Problem to work on: In the entries below, every line that contains "ceiling" must be located and copied.

Data to examine:
== == ==
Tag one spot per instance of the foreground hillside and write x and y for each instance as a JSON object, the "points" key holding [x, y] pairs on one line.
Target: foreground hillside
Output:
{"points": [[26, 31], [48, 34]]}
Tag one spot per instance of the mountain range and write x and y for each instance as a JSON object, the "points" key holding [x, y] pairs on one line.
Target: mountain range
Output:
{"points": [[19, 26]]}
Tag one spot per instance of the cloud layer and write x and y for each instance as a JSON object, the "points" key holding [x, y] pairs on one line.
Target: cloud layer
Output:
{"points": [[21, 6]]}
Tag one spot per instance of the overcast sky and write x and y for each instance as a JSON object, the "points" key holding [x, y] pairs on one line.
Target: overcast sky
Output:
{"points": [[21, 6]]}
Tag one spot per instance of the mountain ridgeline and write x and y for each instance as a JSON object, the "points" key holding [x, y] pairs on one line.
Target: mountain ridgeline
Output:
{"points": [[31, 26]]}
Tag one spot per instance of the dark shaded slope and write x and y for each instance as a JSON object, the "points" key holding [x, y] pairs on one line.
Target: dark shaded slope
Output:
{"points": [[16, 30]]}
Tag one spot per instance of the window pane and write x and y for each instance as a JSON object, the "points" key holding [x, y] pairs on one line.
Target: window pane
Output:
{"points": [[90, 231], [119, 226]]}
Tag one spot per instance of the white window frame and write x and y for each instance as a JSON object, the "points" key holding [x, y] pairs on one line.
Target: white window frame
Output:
== == ==
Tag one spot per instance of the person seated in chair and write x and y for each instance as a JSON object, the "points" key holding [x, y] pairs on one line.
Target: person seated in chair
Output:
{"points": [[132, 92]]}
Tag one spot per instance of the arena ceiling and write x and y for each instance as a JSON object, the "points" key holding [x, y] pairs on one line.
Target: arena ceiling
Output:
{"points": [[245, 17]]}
== == ==
Solution for this task:
Tag one spot per instance of the arena ceiling and write x and y for each instance as a JSON object, the "points" key holding [x, y] pairs on one line.
Target: arena ceiling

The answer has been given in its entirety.